■ WHAT IS REQUIRED: Render the lines from the one containing "Return one point per instance of the concrete" through the end of the lines, both included, as a JSON list of strings with one string per line and no blank lines. Leave the pictures out.

Photo object pointing lines
= = = = = = =
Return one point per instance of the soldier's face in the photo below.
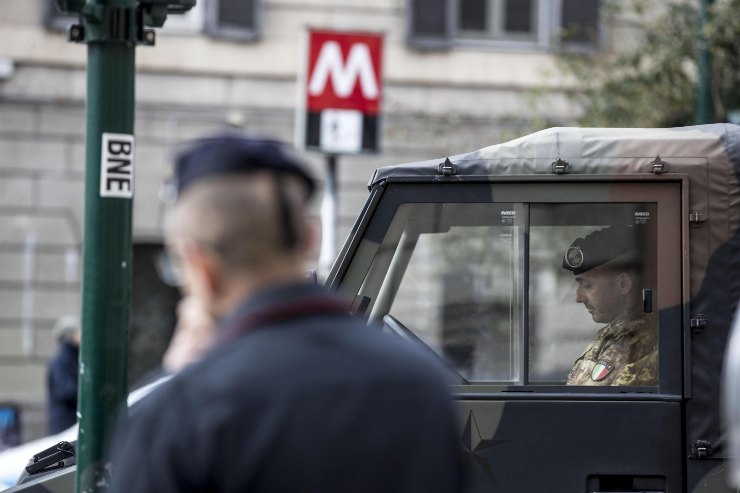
(602, 292)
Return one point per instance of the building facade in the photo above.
(457, 75)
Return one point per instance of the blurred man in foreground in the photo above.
(608, 275)
(296, 395)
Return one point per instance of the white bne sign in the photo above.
(117, 166)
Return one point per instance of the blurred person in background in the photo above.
(296, 394)
(62, 374)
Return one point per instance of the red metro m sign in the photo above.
(343, 92)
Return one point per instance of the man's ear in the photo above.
(205, 282)
(624, 282)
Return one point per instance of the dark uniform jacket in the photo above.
(300, 397)
(61, 382)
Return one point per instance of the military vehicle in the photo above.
(472, 256)
(466, 256)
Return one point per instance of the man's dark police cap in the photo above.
(602, 246)
(236, 154)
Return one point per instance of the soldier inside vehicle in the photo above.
(608, 274)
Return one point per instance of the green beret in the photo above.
(602, 246)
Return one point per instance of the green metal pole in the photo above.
(107, 241)
(704, 104)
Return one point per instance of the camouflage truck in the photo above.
(477, 257)
(482, 257)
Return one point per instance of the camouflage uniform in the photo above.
(625, 352)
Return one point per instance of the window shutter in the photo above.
(430, 23)
(234, 19)
(580, 22)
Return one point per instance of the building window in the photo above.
(527, 24)
(234, 19)
(498, 19)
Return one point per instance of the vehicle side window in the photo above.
(523, 293)
(589, 269)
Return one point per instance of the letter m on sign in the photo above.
(343, 91)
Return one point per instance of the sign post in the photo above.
(111, 29)
(343, 94)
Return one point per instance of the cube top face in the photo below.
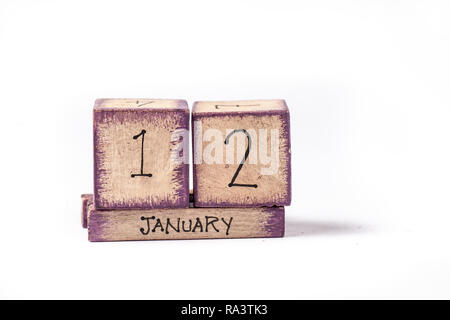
(140, 156)
(140, 104)
(242, 158)
(201, 107)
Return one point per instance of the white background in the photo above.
(367, 83)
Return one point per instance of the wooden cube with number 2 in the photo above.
(242, 153)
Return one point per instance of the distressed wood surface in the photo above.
(185, 223)
(133, 151)
(263, 120)
(86, 200)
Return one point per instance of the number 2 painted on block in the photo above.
(247, 152)
(142, 174)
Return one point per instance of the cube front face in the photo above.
(138, 162)
(242, 155)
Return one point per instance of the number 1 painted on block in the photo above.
(142, 174)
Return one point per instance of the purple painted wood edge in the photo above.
(208, 113)
(285, 120)
(181, 173)
(180, 105)
(86, 200)
(275, 225)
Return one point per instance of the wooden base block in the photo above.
(186, 223)
(86, 200)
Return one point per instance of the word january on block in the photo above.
(242, 153)
(186, 223)
(141, 154)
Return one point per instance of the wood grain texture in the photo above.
(86, 200)
(187, 223)
(117, 155)
(211, 180)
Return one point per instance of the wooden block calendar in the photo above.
(141, 154)
(185, 223)
(242, 153)
(241, 166)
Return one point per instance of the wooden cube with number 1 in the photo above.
(242, 153)
(141, 154)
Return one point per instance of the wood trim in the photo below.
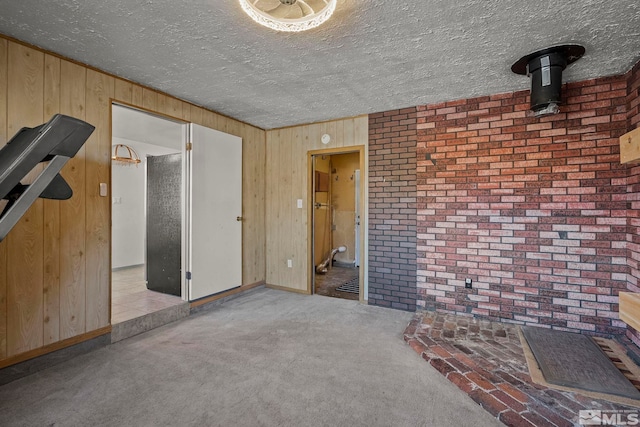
(54, 347)
(630, 146)
(284, 288)
(90, 67)
(360, 149)
(629, 309)
(155, 113)
(321, 122)
(206, 300)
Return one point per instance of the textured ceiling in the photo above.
(373, 55)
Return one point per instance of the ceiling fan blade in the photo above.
(306, 9)
(267, 5)
(286, 12)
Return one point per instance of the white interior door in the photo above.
(215, 211)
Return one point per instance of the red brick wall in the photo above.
(533, 210)
(392, 209)
(633, 193)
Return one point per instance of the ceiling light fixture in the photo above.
(289, 15)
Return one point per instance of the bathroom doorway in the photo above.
(336, 204)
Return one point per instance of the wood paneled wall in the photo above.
(287, 181)
(55, 264)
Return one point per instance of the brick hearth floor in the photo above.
(485, 360)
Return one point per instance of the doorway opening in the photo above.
(336, 205)
(147, 230)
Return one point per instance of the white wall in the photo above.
(128, 199)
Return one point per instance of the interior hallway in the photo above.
(130, 297)
(327, 284)
(265, 358)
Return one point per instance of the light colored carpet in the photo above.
(268, 358)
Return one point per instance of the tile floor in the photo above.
(326, 284)
(130, 297)
(485, 360)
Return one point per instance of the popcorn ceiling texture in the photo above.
(373, 55)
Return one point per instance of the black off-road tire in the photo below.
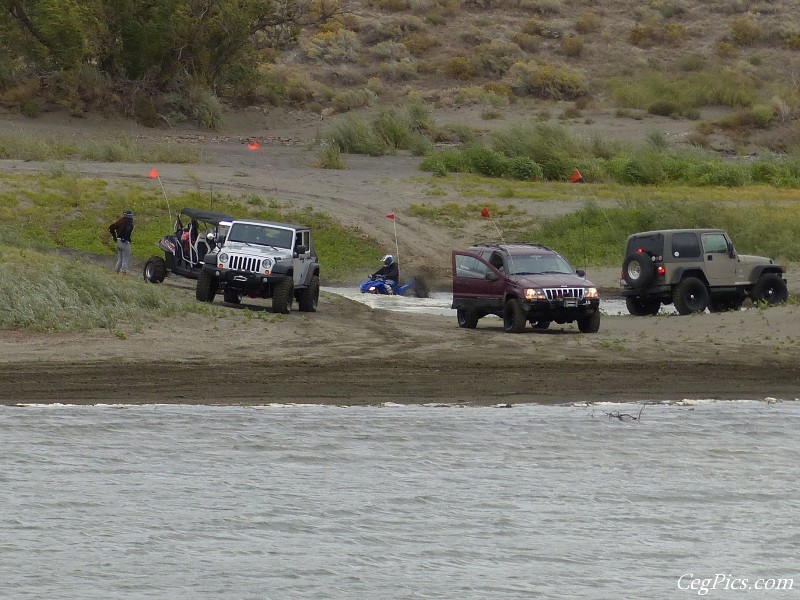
(420, 288)
(642, 307)
(308, 298)
(155, 269)
(638, 270)
(513, 317)
(770, 288)
(590, 324)
(206, 287)
(725, 303)
(690, 296)
(283, 296)
(467, 319)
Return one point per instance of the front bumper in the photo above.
(248, 281)
(651, 290)
(566, 309)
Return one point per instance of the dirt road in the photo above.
(350, 354)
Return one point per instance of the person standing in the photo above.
(121, 230)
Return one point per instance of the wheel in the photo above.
(690, 295)
(420, 288)
(206, 287)
(638, 270)
(641, 307)
(513, 317)
(282, 296)
(467, 319)
(770, 288)
(309, 297)
(725, 303)
(590, 324)
(155, 269)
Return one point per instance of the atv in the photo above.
(186, 247)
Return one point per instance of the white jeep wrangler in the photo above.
(263, 259)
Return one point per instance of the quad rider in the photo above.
(389, 272)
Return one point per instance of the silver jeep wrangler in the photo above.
(695, 269)
(263, 259)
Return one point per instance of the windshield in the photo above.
(538, 264)
(264, 235)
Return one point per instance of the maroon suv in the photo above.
(522, 283)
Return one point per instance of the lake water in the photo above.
(396, 502)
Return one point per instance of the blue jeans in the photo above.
(123, 256)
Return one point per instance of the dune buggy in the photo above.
(196, 233)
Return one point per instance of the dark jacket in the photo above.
(122, 229)
(389, 272)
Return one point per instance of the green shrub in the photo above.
(588, 22)
(461, 68)
(329, 156)
(418, 43)
(398, 70)
(524, 169)
(355, 136)
(485, 161)
(496, 57)
(665, 108)
(789, 39)
(533, 27)
(449, 160)
(196, 104)
(350, 99)
(528, 43)
(572, 45)
(745, 30)
(545, 81)
(333, 47)
(725, 49)
(390, 51)
(762, 115)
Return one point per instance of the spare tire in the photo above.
(638, 270)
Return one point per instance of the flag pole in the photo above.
(396, 245)
(169, 210)
(153, 174)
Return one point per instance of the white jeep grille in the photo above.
(244, 263)
(556, 293)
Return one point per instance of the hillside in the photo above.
(726, 69)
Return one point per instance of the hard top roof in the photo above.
(207, 216)
(271, 223)
(515, 248)
(669, 231)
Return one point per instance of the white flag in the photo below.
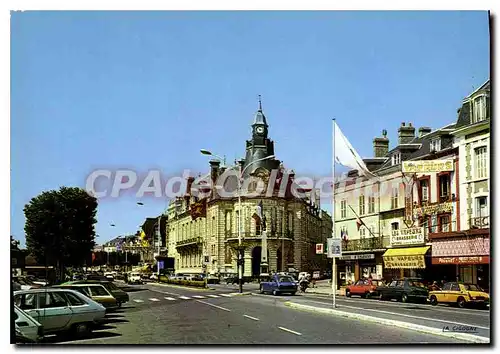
(346, 155)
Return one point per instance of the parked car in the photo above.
(279, 284)
(61, 310)
(30, 330)
(134, 278)
(96, 292)
(405, 290)
(461, 294)
(364, 287)
(120, 295)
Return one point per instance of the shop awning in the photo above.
(411, 251)
(405, 258)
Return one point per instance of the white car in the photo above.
(61, 310)
(27, 325)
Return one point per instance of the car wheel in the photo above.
(433, 300)
(82, 330)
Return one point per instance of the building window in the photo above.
(343, 209)
(435, 145)
(444, 188)
(424, 191)
(444, 222)
(479, 109)
(371, 204)
(481, 164)
(481, 206)
(396, 159)
(361, 205)
(394, 198)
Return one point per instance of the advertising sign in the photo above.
(334, 246)
(411, 236)
(405, 262)
(427, 166)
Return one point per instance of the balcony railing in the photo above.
(189, 241)
(480, 222)
(366, 244)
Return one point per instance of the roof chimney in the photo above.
(406, 133)
(423, 130)
(381, 145)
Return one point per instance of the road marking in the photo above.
(410, 316)
(289, 330)
(209, 304)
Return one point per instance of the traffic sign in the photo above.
(334, 247)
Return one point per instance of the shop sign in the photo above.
(405, 262)
(461, 260)
(434, 209)
(357, 256)
(427, 166)
(410, 236)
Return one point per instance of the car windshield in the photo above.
(471, 287)
(416, 283)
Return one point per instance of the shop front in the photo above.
(462, 256)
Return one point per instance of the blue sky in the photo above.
(147, 90)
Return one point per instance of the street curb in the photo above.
(394, 323)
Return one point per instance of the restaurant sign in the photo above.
(357, 256)
(410, 236)
(405, 262)
(433, 209)
(427, 166)
(461, 260)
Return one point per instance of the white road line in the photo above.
(409, 316)
(209, 304)
(289, 330)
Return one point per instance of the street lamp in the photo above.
(240, 177)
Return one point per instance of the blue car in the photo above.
(279, 284)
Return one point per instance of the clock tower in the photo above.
(260, 146)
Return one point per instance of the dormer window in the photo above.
(396, 159)
(435, 145)
(479, 109)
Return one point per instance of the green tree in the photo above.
(60, 227)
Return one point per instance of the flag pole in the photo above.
(334, 266)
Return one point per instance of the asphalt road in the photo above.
(160, 314)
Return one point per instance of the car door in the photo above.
(56, 313)
(28, 302)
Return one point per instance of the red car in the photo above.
(364, 288)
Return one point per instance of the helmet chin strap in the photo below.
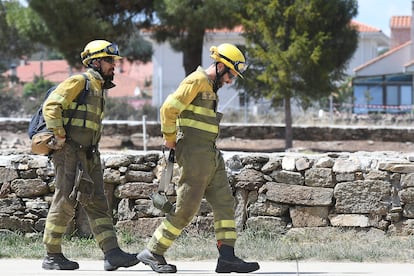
(107, 79)
(219, 76)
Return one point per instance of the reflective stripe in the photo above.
(79, 122)
(170, 129)
(55, 228)
(86, 107)
(161, 239)
(101, 221)
(171, 228)
(197, 124)
(201, 110)
(50, 240)
(230, 235)
(224, 224)
(175, 103)
(59, 98)
(104, 235)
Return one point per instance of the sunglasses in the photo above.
(109, 60)
(111, 49)
(230, 74)
(239, 66)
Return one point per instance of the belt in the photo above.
(89, 150)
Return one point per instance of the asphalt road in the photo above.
(22, 267)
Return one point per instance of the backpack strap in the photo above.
(81, 100)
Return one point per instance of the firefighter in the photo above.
(77, 129)
(190, 125)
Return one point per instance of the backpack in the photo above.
(37, 130)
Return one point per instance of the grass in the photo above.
(304, 244)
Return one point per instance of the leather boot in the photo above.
(228, 262)
(156, 262)
(116, 258)
(56, 261)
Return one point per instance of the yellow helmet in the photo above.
(231, 56)
(99, 48)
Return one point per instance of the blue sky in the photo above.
(377, 13)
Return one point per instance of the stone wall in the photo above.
(273, 192)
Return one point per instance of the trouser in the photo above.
(202, 174)
(62, 208)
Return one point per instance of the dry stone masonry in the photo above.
(273, 192)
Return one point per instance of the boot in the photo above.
(116, 258)
(228, 262)
(156, 262)
(56, 261)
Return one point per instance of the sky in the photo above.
(377, 13)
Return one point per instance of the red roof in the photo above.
(128, 76)
(400, 22)
(364, 28)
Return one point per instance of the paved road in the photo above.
(22, 267)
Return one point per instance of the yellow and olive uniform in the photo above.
(78, 159)
(189, 117)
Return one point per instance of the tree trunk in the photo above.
(288, 124)
(192, 50)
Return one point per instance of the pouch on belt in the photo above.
(159, 199)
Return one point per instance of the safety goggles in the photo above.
(230, 74)
(239, 66)
(111, 49)
(109, 60)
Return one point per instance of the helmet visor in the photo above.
(111, 49)
(238, 66)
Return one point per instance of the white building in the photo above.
(168, 70)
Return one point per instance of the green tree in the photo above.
(297, 49)
(183, 24)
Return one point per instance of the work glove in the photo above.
(57, 142)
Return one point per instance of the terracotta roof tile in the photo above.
(364, 28)
(398, 22)
(372, 61)
(132, 76)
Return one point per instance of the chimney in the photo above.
(412, 30)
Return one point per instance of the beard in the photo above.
(107, 77)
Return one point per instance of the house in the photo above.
(133, 80)
(168, 69)
(154, 81)
(385, 83)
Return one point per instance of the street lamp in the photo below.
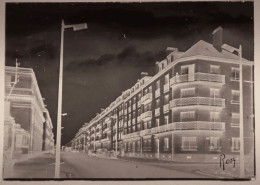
(241, 130)
(115, 117)
(75, 27)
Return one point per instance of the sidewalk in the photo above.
(39, 167)
(212, 170)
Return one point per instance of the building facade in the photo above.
(188, 111)
(24, 113)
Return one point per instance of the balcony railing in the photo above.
(166, 87)
(134, 106)
(146, 98)
(105, 139)
(157, 93)
(134, 134)
(166, 108)
(219, 102)
(191, 125)
(138, 119)
(162, 128)
(145, 132)
(157, 111)
(198, 77)
(147, 114)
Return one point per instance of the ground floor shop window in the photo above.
(235, 144)
(166, 144)
(214, 144)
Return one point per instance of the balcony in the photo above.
(162, 128)
(166, 87)
(134, 134)
(208, 77)
(166, 108)
(105, 139)
(138, 104)
(190, 101)
(157, 93)
(138, 119)
(145, 132)
(157, 111)
(146, 115)
(146, 98)
(191, 125)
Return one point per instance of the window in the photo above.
(214, 93)
(157, 85)
(166, 79)
(189, 144)
(214, 116)
(184, 70)
(235, 97)
(149, 124)
(214, 144)
(235, 119)
(235, 73)
(166, 120)
(166, 144)
(214, 69)
(235, 144)
(187, 92)
(190, 115)
(157, 122)
(166, 99)
(157, 103)
(138, 146)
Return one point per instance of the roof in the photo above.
(206, 49)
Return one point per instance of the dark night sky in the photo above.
(99, 63)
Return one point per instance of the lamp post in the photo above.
(59, 113)
(115, 117)
(241, 112)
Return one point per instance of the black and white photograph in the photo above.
(129, 91)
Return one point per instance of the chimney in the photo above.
(170, 50)
(143, 74)
(217, 38)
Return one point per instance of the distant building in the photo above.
(188, 111)
(47, 143)
(24, 111)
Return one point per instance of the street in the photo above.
(85, 166)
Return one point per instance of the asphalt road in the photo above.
(84, 166)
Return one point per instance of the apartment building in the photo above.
(24, 112)
(188, 111)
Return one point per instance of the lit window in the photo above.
(235, 119)
(166, 120)
(214, 116)
(214, 69)
(214, 93)
(187, 92)
(235, 97)
(157, 122)
(235, 73)
(184, 70)
(190, 115)
(166, 144)
(214, 143)
(235, 144)
(189, 144)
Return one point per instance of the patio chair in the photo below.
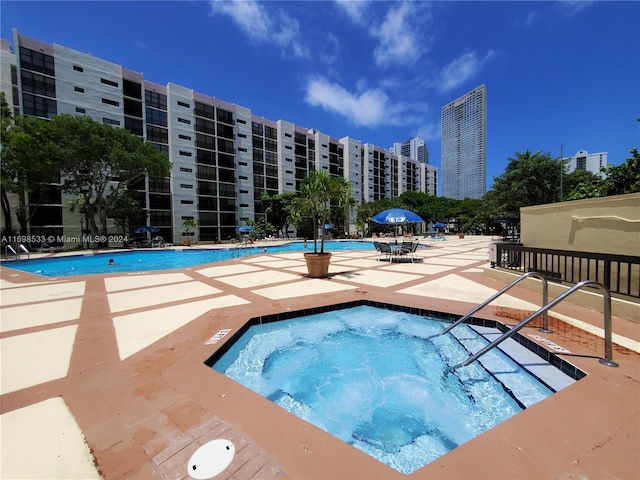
(385, 249)
(409, 249)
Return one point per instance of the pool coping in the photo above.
(167, 395)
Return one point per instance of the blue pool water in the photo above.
(159, 259)
(377, 381)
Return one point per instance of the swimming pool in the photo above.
(160, 259)
(375, 379)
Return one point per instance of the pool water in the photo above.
(160, 259)
(375, 379)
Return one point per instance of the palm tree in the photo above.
(319, 193)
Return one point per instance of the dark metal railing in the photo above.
(619, 273)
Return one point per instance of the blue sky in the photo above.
(557, 73)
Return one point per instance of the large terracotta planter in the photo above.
(318, 264)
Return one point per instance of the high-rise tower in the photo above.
(464, 151)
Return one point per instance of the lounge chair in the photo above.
(409, 250)
(385, 249)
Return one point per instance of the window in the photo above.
(110, 102)
(134, 125)
(204, 110)
(156, 117)
(133, 107)
(111, 83)
(206, 157)
(39, 106)
(225, 116)
(225, 131)
(225, 146)
(156, 100)
(205, 126)
(157, 134)
(38, 84)
(37, 61)
(131, 89)
(205, 141)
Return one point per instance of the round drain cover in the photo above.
(211, 459)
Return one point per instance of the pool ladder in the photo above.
(608, 347)
(238, 249)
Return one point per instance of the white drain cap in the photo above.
(211, 459)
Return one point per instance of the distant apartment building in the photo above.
(416, 149)
(223, 157)
(584, 160)
(463, 146)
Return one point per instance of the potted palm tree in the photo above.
(319, 193)
(187, 225)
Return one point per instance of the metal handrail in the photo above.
(545, 298)
(608, 346)
(245, 244)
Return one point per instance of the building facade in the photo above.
(592, 162)
(463, 151)
(416, 149)
(223, 157)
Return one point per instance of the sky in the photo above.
(560, 75)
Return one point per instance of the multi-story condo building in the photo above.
(463, 157)
(416, 149)
(223, 156)
(584, 160)
(413, 148)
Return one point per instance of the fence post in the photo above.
(607, 274)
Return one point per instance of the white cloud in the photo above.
(368, 107)
(364, 109)
(263, 25)
(399, 39)
(356, 10)
(461, 69)
(430, 132)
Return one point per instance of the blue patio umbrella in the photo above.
(146, 229)
(397, 216)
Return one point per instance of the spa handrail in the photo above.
(545, 298)
(608, 348)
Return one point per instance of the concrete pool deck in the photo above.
(103, 375)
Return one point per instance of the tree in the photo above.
(618, 180)
(278, 209)
(127, 212)
(529, 179)
(6, 120)
(26, 168)
(624, 178)
(99, 162)
(319, 194)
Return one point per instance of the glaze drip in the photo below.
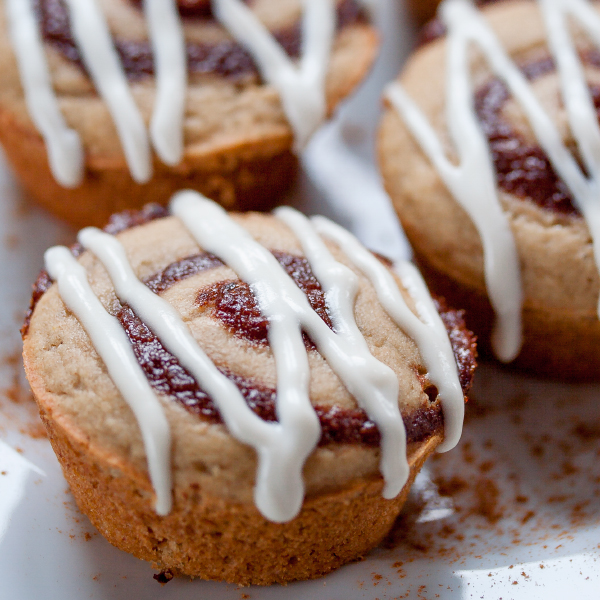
(524, 169)
(227, 58)
(473, 183)
(78, 28)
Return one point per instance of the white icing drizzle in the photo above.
(168, 44)
(429, 332)
(373, 384)
(114, 348)
(301, 87)
(282, 447)
(65, 154)
(94, 41)
(473, 181)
= = = = = = =
■ THE RESPONSE:
[
  "Return one point per instance of the concrete pool deck in the photo above.",
  "(103, 375)",
  "Return one point per instance of the tree in the photo above.",
  "(618, 180)",
  "(278, 209)",
  "(127, 212)",
  "(529, 179)",
  "(6, 120)",
  "(26, 168)",
  "(624, 178)",
  "(99, 162)",
  "(319, 194)",
  "Return one point per instance of the glaze drip in the photo below.",
  "(524, 169)",
  "(227, 58)",
  "(473, 183)",
  "(78, 28)",
  "Return one point per instance of the white icing drizzle in the photo above.",
  "(168, 44)",
  "(429, 332)",
  "(373, 384)",
  "(114, 348)",
  "(301, 87)",
  "(282, 447)",
  "(65, 154)",
  "(94, 41)",
  "(473, 181)"
]